[Data for this task]
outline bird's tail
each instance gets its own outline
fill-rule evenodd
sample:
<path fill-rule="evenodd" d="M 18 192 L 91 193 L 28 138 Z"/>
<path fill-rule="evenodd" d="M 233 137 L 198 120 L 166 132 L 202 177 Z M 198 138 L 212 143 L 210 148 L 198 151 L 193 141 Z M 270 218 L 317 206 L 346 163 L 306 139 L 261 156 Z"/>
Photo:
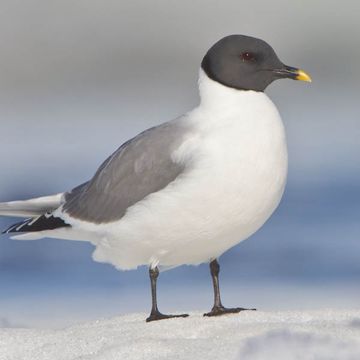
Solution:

[Task details]
Output every record above verbatim, excluding images.

[Problem solution]
outline bird's tail
each instance gets its own outline
fill-rule evenodd
sample:
<path fill-rule="evenodd" d="M 18 192 L 91 193 L 28 138 Z"/>
<path fill-rule="evenodd" d="M 233 137 L 198 120 L 166 132 L 202 177 Z M 198 138 L 212 143 L 210 148 L 198 151 L 193 141 Z M 270 218 L 317 206 L 346 163 L 306 139 L 261 156 Z"/>
Photo:
Solution:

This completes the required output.